▸ What is needed: Set down each record exactly as written.

▸ Listed entries:

* * * * *

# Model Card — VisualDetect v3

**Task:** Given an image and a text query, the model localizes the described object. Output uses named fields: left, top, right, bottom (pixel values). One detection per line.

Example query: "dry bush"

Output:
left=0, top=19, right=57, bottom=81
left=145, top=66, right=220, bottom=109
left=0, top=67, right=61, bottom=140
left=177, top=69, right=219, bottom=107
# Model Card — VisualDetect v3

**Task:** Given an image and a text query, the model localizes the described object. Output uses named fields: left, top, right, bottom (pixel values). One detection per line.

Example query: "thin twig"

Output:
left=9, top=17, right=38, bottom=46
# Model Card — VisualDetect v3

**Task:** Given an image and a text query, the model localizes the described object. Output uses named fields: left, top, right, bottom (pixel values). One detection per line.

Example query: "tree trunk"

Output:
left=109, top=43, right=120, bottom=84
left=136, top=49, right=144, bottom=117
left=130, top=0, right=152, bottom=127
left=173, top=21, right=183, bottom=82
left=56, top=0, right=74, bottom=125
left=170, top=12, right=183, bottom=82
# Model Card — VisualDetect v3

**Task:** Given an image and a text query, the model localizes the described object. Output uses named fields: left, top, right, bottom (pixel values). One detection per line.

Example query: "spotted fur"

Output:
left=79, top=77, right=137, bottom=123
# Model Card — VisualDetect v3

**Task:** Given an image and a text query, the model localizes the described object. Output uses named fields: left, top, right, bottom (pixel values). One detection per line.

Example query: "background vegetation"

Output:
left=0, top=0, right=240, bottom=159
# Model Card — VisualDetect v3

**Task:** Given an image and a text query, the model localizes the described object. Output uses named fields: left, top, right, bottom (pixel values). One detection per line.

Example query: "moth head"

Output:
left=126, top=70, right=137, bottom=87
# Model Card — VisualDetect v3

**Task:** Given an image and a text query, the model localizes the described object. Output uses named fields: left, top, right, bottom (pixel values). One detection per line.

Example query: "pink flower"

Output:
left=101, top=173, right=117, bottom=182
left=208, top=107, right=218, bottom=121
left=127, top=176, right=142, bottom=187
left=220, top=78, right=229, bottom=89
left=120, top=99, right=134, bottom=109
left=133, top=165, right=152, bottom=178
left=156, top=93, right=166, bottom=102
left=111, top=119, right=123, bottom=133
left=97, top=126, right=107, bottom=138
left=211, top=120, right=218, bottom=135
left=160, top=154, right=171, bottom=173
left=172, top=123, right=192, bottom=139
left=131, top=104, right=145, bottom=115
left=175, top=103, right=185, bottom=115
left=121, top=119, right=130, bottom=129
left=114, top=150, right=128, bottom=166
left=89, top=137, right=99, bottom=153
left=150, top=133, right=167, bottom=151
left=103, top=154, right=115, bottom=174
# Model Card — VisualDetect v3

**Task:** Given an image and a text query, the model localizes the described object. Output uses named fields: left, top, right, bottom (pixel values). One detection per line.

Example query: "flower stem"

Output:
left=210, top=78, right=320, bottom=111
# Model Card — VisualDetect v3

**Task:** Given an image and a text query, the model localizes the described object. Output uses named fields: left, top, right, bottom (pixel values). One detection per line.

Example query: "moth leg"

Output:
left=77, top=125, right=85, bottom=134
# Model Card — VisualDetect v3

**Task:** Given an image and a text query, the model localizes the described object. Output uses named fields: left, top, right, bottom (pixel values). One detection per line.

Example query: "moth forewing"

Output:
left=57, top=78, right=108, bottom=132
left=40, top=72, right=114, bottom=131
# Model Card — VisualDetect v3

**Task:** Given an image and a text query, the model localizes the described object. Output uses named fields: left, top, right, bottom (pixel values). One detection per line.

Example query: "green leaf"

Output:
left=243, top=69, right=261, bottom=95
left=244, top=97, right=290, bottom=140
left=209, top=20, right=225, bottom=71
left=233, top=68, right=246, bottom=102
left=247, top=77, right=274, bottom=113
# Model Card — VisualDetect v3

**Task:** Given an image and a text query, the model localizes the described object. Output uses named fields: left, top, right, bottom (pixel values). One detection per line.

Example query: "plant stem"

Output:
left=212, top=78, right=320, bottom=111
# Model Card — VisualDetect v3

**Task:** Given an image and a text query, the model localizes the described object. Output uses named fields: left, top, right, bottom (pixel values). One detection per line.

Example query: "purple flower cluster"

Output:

* * * * *

▸ Solved exercise:
# Model Card — VisualDetect v3

**Task:** Given an image and a text query, the model localizes the described object. Output uses named fields: left, top, right, bottom (pixel values). One detection per line.

Example query: "dry bush"

Output:
left=0, top=19, right=57, bottom=81
left=145, top=66, right=220, bottom=109
left=0, top=67, right=61, bottom=140
left=177, top=69, right=219, bottom=107
# Model Card — VisualDetect v3

**Task:** Given an image and a text query, the model localizes the described object. Output uses named fields: left, top, right, bottom (pixel values). One detection per line.

Example query: "thin twig"

Output:
left=9, top=17, right=38, bottom=46
# Model Card — VisualDetect v3

**Task:** Given an image and a text query, the model localizes the described object. Output uses named fields: left, top, right, bottom (pixel values). One detection per line.

Example query: "tree trunk"

Output:
left=109, top=43, right=120, bottom=84
left=136, top=49, right=144, bottom=117
left=130, top=0, right=152, bottom=127
left=173, top=21, right=183, bottom=82
left=56, top=0, right=74, bottom=125
left=170, top=12, right=183, bottom=82
# Model Card — VisualDetect v3

**Task:** Given an image and a text query, the model localizes the described object. Output uses named fields: left, top, right, bottom (pixel values). One detection per line.

Example query: "spotted fur"

Output:
left=79, top=77, right=137, bottom=123
# Model Card — VisualDetect v3

**Task:** Given an image and a text query, the model localizes the described object. Output uses named fields: left, top, right, bottom (pixel values). One detection per line.

Example query: "background vegetation"

Output:
left=0, top=0, right=240, bottom=159
# Model Card — VisualDetect v3

**Task:** Given an image and a text query, the model localizes the described object. Output uses named fields: left, top, right, bottom (pixel values). One detection per line.

Example query: "moth head"

Output:
left=126, top=70, right=137, bottom=87
# Model Card — VisualDetect v3

**Task:** Given an image and a text query, the model localizes the described object. Output uses named fields: left, top, right, bottom (pixel values). One detection per line.

Example query: "pink flower"

Output:
left=101, top=173, right=117, bottom=182
left=208, top=107, right=218, bottom=121
left=127, top=176, right=142, bottom=187
left=220, top=78, right=229, bottom=89
left=120, top=99, right=134, bottom=109
left=133, top=165, right=152, bottom=178
left=156, top=93, right=166, bottom=102
left=111, top=119, right=123, bottom=133
left=97, top=126, right=107, bottom=138
left=211, top=120, right=218, bottom=135
left=160, top=154, right=171, bottom=173
left=172, top=123, right=192, bottom=139
left=131, top=104, right=145, bottom=115
left=175, top=103, right=185, bottom=115
left=121, top=119, right=130, bottom=129
left=114, top=150, right=128, bottom=166
left=89, top=137, right=99, bottom=153
left=150, top=133, right=167, bottom=151
left=103, top=154, right=115, bottom=174
# Model Card — VisualDetect v3

**Task:** Given an image and a text query, the model localizes the described object. Output uses named fields: left, top, right, bottom (pixel values). One detection per line.

Example query: "flower stem"

Output:
left=210, top=78, right=320, bottom=111
# Model Card — VisualDetect v3

**Task:** Given an image and a text query, the model localizes the described object. Output uses named fields: left, top, right, bottom (pixel values). One detection per line.

Example query: "moth leg"

Output:
left=77, top=125, right=85, bottom=134
# Model Card — VisualDetect v3

**Task:** Given an image and a text query, the model localizes the described object. Output uses named fields: left, top, right, bottom (pixel values). One detection per line.

Example query: "moth forewing"

Output:
left=57, top=78, right=108, bottom=132
left=40, top=72, right=114, bottom=131
# Model Card — VisualDetect v3

**Task:** Given an image and a text query, the model localizes the described object. Output uses named fields: left, top, right, bottom (pixel values). One detection per line.

Example query: "green leaf"

Output:
left=243, top=69, right=261, bottom=95
left=244, top=97, right=290, bottom=140
left=209, top=20, right=225, bottom=71
left=233, top=68, right=246, bottom=102
left=247, top=77, right=274, bottom=113
# Model Card — VisualDetect v3

**Task:** Given an image and a text query, the model localizes the described object. Output uses named fields: left, top, right, bottom (pixel values). One detection per line.

Example query: "plant stem"

Output:
left=212, top=78, right=320, bottom=111
# Model Card — VisualDetect v3

**Task:** Given an image and a text query, the model localizes the described object. Output uses named fields: left, top, right, bottom (pixel values). One detection per line.

Example query: "purple flower cluster"

Output:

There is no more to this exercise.